_AIM OF THE EXERCISE_:
Retype the records below word for word and omit any image.

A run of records
>>>>
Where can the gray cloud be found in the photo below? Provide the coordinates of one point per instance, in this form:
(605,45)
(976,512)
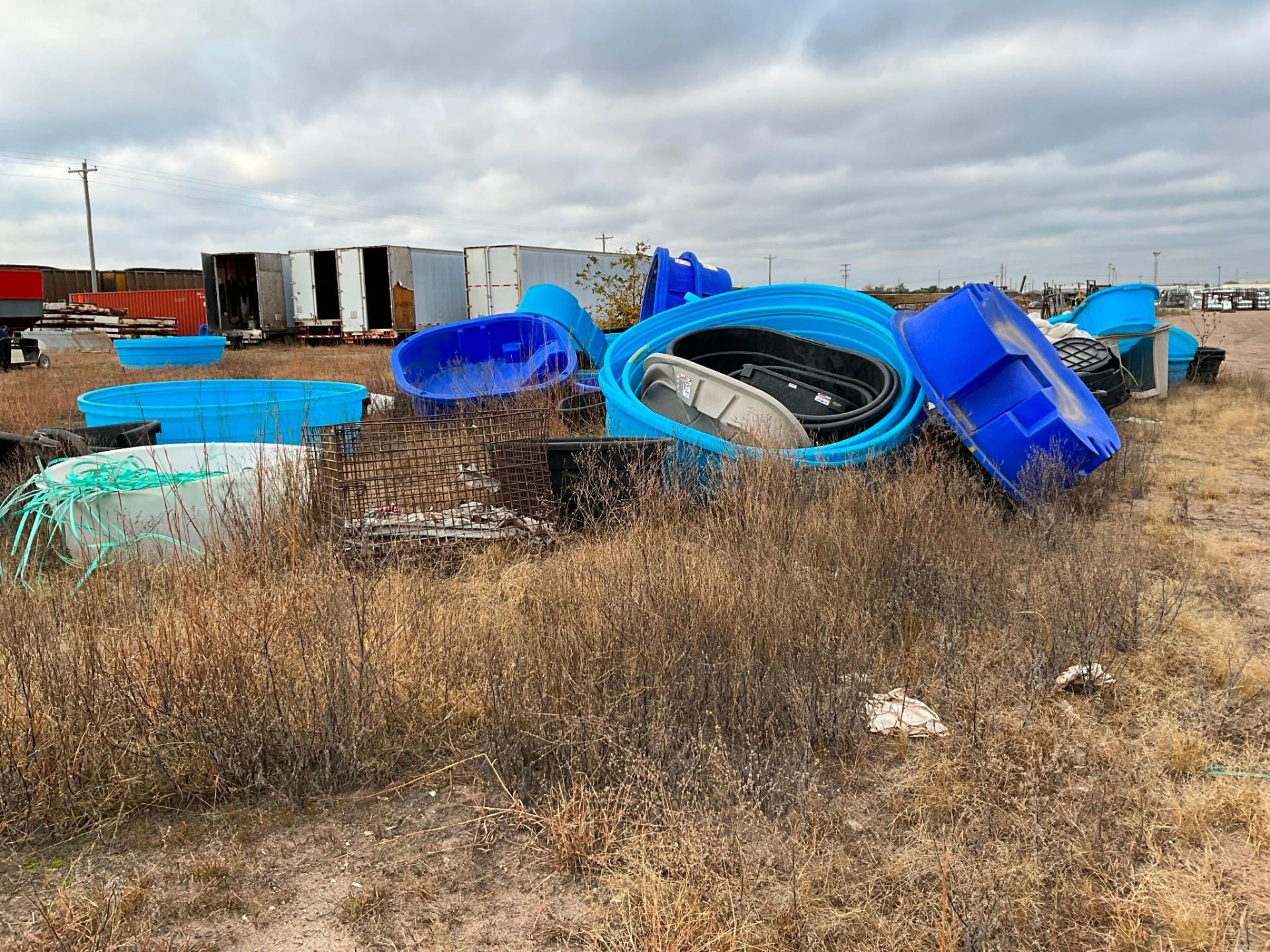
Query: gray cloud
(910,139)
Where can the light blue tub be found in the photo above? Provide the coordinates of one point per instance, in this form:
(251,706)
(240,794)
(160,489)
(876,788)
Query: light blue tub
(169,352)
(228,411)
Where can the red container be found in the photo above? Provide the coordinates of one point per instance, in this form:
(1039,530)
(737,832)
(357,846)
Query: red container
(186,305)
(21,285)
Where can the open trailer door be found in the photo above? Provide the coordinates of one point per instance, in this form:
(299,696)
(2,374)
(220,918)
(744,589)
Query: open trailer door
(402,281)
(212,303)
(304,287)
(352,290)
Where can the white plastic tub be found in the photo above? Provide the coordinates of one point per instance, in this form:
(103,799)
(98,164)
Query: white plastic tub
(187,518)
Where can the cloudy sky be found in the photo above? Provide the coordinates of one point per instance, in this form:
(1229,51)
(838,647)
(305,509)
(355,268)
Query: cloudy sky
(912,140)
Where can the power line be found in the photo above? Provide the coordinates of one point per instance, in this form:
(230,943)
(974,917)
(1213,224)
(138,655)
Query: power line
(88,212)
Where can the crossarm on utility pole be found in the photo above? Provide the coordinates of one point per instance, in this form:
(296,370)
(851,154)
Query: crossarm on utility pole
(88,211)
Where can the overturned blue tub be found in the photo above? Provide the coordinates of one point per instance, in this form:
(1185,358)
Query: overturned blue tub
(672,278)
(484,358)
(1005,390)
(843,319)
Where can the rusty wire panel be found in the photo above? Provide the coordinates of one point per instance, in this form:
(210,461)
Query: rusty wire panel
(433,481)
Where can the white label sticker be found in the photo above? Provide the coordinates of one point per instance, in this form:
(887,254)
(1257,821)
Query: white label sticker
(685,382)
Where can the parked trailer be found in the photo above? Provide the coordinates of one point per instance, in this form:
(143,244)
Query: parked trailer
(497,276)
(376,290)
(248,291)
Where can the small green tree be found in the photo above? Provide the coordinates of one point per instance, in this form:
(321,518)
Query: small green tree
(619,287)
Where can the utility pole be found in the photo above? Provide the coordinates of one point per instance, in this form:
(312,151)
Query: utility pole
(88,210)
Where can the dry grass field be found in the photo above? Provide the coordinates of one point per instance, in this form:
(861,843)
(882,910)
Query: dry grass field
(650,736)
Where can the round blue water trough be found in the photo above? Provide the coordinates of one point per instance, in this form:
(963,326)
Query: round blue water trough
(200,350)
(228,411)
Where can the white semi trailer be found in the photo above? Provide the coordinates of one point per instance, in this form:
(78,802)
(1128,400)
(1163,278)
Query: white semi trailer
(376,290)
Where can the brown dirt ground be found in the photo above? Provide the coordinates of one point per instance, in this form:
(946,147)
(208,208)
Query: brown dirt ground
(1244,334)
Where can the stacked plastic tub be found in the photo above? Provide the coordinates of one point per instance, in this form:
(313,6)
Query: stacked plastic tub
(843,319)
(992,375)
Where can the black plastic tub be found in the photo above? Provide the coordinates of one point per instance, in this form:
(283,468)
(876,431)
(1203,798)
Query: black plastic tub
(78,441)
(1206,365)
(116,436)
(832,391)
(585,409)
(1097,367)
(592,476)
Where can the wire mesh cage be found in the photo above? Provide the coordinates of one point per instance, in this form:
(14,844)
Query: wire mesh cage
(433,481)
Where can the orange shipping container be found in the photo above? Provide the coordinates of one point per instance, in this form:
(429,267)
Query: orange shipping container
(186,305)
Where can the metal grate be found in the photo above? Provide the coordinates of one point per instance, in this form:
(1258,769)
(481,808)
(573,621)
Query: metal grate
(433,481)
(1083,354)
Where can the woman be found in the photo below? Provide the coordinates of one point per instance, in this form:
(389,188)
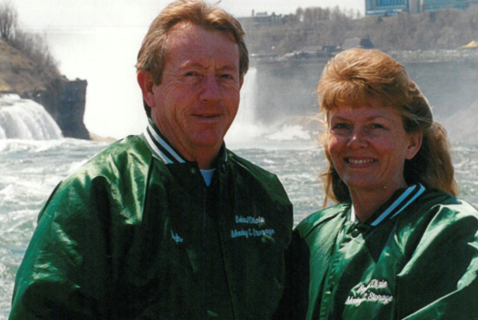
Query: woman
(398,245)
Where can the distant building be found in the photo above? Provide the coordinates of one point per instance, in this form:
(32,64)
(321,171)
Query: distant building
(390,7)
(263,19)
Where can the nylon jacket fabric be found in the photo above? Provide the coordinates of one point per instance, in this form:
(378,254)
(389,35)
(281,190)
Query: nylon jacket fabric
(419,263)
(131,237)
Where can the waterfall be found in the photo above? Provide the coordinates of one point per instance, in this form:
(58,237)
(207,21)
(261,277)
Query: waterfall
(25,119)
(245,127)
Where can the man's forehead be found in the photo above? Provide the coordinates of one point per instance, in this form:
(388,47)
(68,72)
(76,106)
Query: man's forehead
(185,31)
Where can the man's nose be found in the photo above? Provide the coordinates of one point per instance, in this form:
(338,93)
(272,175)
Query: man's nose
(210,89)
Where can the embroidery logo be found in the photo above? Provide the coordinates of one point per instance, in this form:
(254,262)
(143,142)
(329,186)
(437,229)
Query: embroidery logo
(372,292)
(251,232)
<<<<
_WRITTEN REPLY_:
Where can the gray cloud be found in the photo below? Provide the coordinates of one point per instance, in this form:
(605,45)
(976,512)
Query: gray cloud
(910,139)
Where can the light blue tub be found in the photo above? Provide the coordinates of one point per instance, in this form:
(251,706)
(240,794)
(160,489)
(876,788)
Query: light blue tub
(169,352)
(228,411)
Where can the red container be found in the photo above? Provide the coordinates of one point per instance, in this form:
(1039,530)
(737,832)
(357,846)
Query: red container
(186,305)
(21,285)
Where can the open trailer door be found in the photo above? Provide the coordinates of one point per instance, in this form:
(299,696)
(2,374)
(220,918)
(744,589)
Query: open trailer door
(402,281)
(212,303)
(304,287)
(352,290)
Where can the white plastic tub be found in the photo above? Provide the coordinates of one point per instance, in this form:
(103,799)
(98,164)
Query: white plastic tub
(187,518)
Where can the cloudy sky be found in the photo above? Provide the coordinates of one point per instance, in this form:
(1229,51)
(838,647)
(305,509)
(355,268)
Query: cloudy sky
(912,140)
Where can the power line be found in the photo above? Provide the coordinates of one point per instance, in this form:
(230,943)
(974,917)
(1213,224)
(138,655)
Query: power line
(88,212)
Where can the crossarm on utility pole be found in the photo above? Provide the coordinates of one point per instance, in this form:
(296,370)
(851,154)
Query: crossarm on utility pole
(88,211)
Where can the overturned blue tub be found in the photo above? Provide the coordinates of one point per instance, in this form:
(1185,358)
Query: overturned blue tub
(672,278)
(484,358)
(1005,390)
(843,319)
Where can the rusty wire panel be found in the photo above? Provide the coordinates of one point per instance, in this form:
(210,461)
Query: rusty wire panel
(433,481)
Where can the white label sticker be found in the photo above? Provide the coordinates of one point per instance, in this form:
(887,254)
(1257,821)
Query: white label sticker
(685,382)
Where can the parked trailer be found in the photo above? Provide the coordinates of one point per instance, in this form:
(143,244)
Query: parked trailer
(497,276)
(376,290)
(248,291)
Where can the small green tree be found in the photo above? Provide the coordinates of one point per instance, in this form:
(321,518)
Query: small green tree
(619,287)
Where can the utility pole be found in the photo above? Provide the coordinates of one point per instance, in this form:
(312,151)
Query: utility pole
(88,210)
Where can the dry grass field be found in the photo above? Provide the coordinates of one point per instance, in this form:
(861,843)
(882,910)
Query: dry grass field
(650,736)
Where can the round blue water trough be found in the photo above? Provide the coordinates of one point per instance, in this form:
(963,326)
Query: round blue water trough
(200,350)
(228,411)
Where can the white semi trailer be found in the photo above? Provide the coordinates of one point per instance, in this form:
(78,802)
(1128,400)
(1163,278)
Query: white semi trailer
(376,290)
Where can the brown dirt ground be found in the photo above? Provide the coordinates of one point per instance, in this form:
(946,147)
(208,208)
Query: brown dirt ground
(1244,334)
Where can the stacked plastic tub be found in the photo above? Provide the coordinates of one point per instance, in this form:
(313,6)
Query: stacked plastic tub
(843,319)
(992,375)
Where can the black plastic tub be found in the photo above? Provide the coordinates of one point per instance, in this form:
(283,468)
(876,431)
(1203,798)
Query: black plastic tub
(78,441)
(1206,365)
(116,436)
(832,391)
(585,409)
(1097,367)
(592,476)
Where can the wire mesh cage be found in the photo above? Provide the coordinates of one point per instance, in this form:
(14,844)
Query: wire mesh cage
(433,481)
Where can the orange shipping container be found in the photo above? Provide the coordinates of one point per instance, in this form:
(429,267)
Query: orange shipping container
(186,305)
Where can the metal grate be found in the photo above? Provide the coordinates of one point per instance, in this form:
(1258,769)
(481,808)
(573,621)
Query: metal grate
(433,481)
(1083,354)
Where can the woman be found in the photo below? Provide the coordinates of one point per instance, in this form:
(389,188)
Query: woman
(398,245)
Where can the distant building be found in the photo above? Provide the coordinates of one point per instance, in this form:
(32,64)
(321,171)
Query: distant building
(390,7)
(263,19)
Where can the nylon jacket fabric be found in the photo above? Provide the coordinates of one point per instance, in this form:
(378,254)
(389,35)
(281,190)
Query: nylon jacket fabric
(419,263)
(131,237)
Where can the waterfall be found in the photo above? Provide the coordinates of one point per instance, in this form:
(58,237)
(207,21)
(261,277)
Query: waterfall
(25,119)
(245,127)
Where can the man's forehead be found in the photo above? Provide the coordinates of one point per instance, in this form:
(388,47)
(68,72)
(76,106)
Query: man's forehead
(185,31)
Where can the man's nose be found in the photo above? Provide the coordinates of one point per instance, in this form:
(338,93)
(272,175)
Query: man's nose
(210,89)
Where can the embroidery logo be found in the photo above? Provide the coordinates of one point per instance, in this form:
(254,262)
(143,142)
(329,186)
(437,229)
Query: embroidery logo
(372,292)
(251,232)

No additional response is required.